**Written exercise:**
Starting with the line that contains "white overcast sky, pixel coordinates, sample" and going on through the end of the items, rewrite the items with "military vehicle" changed to "armored vehicle" and all else unchanged, leaving out the pictures.

⁂

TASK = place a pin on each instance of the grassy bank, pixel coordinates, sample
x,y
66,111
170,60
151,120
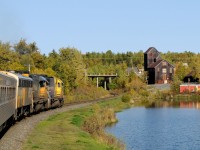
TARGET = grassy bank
x,y
70,130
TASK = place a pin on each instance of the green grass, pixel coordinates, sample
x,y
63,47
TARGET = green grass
x,y
63,131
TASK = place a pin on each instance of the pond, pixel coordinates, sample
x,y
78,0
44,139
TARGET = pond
x,y
163,128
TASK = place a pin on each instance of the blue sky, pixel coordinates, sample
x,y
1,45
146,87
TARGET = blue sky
x,y
89,25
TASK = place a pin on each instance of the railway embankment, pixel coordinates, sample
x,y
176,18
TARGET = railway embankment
x,y
81,128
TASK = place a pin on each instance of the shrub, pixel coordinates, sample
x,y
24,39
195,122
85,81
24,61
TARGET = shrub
x,y
126,98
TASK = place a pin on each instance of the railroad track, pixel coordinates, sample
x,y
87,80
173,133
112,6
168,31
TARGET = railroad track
x,y
18,133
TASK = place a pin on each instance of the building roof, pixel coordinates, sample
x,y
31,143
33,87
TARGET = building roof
x,y
158,62
155,64
151,48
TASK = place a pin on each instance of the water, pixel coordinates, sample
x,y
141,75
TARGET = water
x,y
158,128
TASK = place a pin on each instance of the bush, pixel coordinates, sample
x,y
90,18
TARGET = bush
x,y
126,98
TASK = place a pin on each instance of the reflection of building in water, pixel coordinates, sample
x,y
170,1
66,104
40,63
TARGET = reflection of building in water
x,y
190,105
189,88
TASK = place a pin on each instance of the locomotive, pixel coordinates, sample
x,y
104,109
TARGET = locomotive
x,y
24,94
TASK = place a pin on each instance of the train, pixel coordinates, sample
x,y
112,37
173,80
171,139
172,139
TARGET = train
x,y
22,94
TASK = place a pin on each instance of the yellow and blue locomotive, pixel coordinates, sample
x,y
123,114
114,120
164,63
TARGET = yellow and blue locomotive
x,y
21,94
40,93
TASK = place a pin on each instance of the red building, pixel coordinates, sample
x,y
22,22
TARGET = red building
x,y
159,71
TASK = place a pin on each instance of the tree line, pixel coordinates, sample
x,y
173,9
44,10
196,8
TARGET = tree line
x,y
70,64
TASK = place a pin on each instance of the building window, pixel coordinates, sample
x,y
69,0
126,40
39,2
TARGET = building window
x,y
170,70
164,70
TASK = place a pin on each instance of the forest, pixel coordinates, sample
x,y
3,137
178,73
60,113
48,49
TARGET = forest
x,y
71,66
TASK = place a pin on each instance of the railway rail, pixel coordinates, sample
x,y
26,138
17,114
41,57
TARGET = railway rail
x,y
18,133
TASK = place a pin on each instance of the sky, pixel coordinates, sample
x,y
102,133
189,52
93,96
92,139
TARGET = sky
x,y
101,25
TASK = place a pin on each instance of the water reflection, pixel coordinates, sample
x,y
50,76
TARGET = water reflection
x,y
165,104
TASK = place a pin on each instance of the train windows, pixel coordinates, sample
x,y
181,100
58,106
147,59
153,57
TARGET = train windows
x,y
59,84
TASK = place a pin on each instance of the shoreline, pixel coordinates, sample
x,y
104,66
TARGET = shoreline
x,y
68,132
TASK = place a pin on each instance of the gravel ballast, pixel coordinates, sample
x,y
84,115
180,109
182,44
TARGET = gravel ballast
x,y
18,133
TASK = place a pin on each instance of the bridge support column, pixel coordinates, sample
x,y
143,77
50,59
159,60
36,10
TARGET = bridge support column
x,y
97,82
105,84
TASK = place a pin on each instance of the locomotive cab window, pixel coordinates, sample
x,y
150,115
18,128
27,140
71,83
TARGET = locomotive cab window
x,y
42,83
59,84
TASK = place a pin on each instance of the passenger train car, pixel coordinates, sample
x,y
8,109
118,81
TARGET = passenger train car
x,y
8,86
55,91
22,95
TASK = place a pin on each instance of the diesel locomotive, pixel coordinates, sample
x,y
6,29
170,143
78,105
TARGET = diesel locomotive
x,y
24,94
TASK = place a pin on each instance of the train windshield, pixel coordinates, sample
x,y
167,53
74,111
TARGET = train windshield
x,y
42,83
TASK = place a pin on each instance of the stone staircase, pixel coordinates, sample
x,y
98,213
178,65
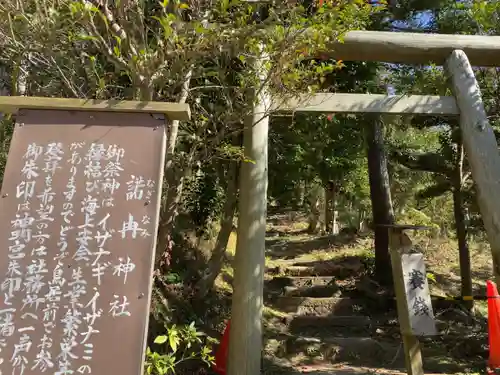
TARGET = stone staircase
x,y
322,322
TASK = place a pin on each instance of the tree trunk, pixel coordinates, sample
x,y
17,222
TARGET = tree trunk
x,y
329,209
380,195
314,214
174,188
463,249
219,252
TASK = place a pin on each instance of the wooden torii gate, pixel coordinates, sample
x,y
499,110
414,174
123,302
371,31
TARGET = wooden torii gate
x,y
456,53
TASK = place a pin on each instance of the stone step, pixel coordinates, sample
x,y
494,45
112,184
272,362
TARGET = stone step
x,y
318,306
326,326
341,349
337,270
317,291
299,282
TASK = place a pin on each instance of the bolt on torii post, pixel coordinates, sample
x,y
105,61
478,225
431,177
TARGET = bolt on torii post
x,y
456,53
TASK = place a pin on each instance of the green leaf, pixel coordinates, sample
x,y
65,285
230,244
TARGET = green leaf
x,y
161,339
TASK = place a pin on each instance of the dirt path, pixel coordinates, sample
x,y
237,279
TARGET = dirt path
x,y
325,315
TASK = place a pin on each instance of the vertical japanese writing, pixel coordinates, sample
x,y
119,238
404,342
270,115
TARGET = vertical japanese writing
x,y
68,241
20,236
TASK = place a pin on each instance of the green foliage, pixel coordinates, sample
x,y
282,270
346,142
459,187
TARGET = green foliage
x,y
179,344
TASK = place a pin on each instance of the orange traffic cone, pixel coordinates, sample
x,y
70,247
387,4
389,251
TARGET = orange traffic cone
x,y
493,326
221,355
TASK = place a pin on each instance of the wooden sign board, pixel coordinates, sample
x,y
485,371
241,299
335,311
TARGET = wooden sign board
x,y
417,295
79,210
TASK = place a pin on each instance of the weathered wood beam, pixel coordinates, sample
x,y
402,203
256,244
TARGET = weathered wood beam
x,y
366,103
245,334
480,146
174,111
415,48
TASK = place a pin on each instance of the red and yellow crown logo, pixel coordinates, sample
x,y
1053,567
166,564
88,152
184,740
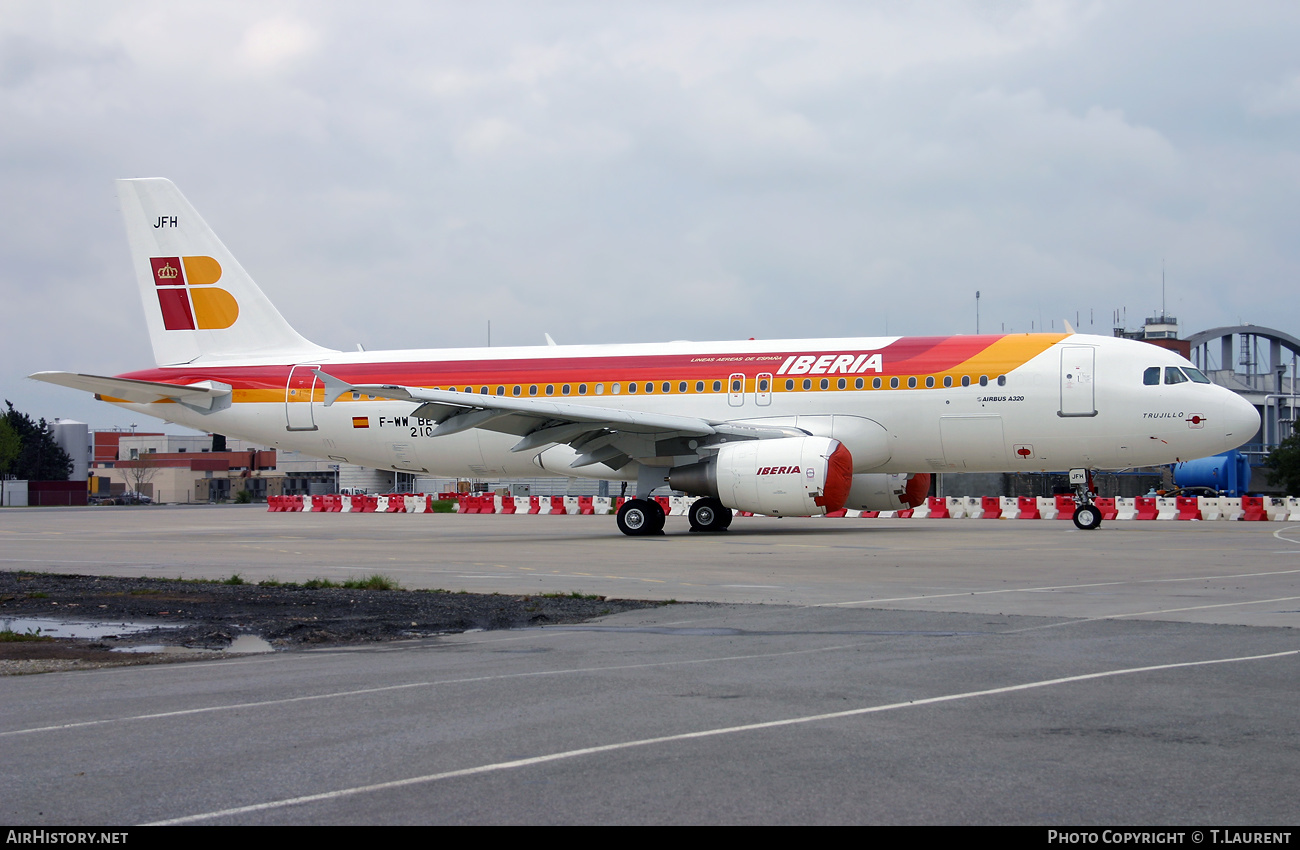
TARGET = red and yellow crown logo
x,y
189,300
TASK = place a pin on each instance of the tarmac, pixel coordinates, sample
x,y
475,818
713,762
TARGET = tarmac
x,y
848,671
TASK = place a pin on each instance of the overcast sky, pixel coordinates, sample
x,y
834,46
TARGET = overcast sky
x,y
401,173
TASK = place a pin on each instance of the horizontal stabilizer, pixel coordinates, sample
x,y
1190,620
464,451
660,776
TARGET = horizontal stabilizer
x,y
202,394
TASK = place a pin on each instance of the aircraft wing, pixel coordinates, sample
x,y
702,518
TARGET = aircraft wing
x,y
202,394
601,434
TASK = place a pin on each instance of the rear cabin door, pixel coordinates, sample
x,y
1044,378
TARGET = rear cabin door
x,y
299,399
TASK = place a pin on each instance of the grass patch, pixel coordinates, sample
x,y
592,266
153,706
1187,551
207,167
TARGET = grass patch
x,y
9,636
372,582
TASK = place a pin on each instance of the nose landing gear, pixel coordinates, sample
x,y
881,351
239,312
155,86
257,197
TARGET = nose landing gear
x,y
1087,516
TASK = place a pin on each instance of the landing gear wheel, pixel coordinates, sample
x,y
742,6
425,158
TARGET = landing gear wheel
x,y
638,517
709,515
1087,517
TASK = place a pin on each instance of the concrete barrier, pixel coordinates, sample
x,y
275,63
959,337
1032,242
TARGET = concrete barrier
x,y
1188,508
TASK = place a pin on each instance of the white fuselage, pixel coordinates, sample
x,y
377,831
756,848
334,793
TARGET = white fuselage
x,y
1071,400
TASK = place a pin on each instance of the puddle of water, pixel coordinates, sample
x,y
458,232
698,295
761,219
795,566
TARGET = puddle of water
x,y
250,643
77,628
95,631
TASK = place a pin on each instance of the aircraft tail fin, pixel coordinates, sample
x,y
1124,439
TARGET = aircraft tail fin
x,y
199,303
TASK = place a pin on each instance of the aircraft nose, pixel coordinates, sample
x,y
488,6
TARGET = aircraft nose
x,y
1240,421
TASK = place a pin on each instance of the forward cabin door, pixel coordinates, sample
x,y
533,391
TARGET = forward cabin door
x,y
1078,390
299,399
736,389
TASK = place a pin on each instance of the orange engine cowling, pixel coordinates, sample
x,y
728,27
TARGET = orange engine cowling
x,y
880,491
792,476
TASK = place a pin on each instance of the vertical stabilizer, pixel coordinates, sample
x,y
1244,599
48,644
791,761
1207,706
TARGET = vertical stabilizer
x,y
199,303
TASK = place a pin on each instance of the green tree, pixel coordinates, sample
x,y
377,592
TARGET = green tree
x,y
39,456
1283,464
9,446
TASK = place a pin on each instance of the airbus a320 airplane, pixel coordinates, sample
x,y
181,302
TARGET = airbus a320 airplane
x,y
781,426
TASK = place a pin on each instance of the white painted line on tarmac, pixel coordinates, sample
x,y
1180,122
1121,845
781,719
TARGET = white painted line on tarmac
x,y
1005,590
287,701
688,736
1147,614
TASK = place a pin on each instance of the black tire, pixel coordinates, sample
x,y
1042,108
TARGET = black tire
x,y
1087,517
657,516
709,515
638,517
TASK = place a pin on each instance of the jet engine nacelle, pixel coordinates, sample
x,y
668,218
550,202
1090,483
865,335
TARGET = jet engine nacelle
x,y
880,491
792,476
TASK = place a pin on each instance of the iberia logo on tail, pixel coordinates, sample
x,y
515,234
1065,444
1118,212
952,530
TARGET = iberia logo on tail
x,y
186,294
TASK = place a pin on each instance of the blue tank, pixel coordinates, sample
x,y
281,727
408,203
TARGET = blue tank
x,y
1229,473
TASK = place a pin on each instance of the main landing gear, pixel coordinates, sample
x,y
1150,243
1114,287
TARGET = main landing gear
x,y
640,517
1086,514
709,515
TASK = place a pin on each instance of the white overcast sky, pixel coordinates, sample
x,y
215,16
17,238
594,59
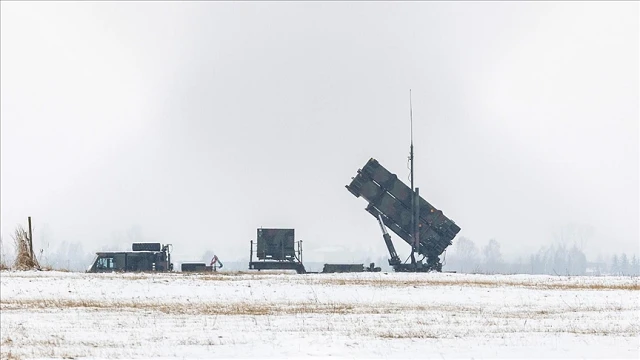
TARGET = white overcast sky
x,y
199,122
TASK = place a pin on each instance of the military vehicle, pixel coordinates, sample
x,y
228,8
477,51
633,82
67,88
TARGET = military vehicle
x,y
202,267
276,250
143,257
391,203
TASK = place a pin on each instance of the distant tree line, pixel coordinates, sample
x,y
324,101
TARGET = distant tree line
x,y
558,259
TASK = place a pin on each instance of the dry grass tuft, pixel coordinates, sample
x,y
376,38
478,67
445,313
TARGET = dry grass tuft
x,y
24,260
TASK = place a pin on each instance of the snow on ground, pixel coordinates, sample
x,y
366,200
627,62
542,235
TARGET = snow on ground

⁂

**Exercise answer:**
TASK = place a pin on each instance of the white overcast sky, pixel coordinates, sample
x,y
215,16
17,238
594,59
TARGET = white overcast sky
x,y
199,122
TASK = place a pin on each instance of the armored vehicle, pixel coordinates, sample
x,y
228,8
477,51
633,82
67,88
TARGET = armored vehicle
x,y
202,267
276,250
143,257
391,203
TASK = place a pin on each instance of the distant tree line, pixel coordinates, sample
x,y
324,101
TARGET = distant tree line
x,y
558,259
TASK = place a pin on each instance of the dry grass tuft, pixel coordinates, sample
x,y
376,38
478,67
445,313
TARGET = dry grass tuft
x,y
24,260
TASK = place a pin on each instance of the snow on ground, pixel coordinates, sample
x,y
366,200
627,62
542,235
TARGET = snow on ground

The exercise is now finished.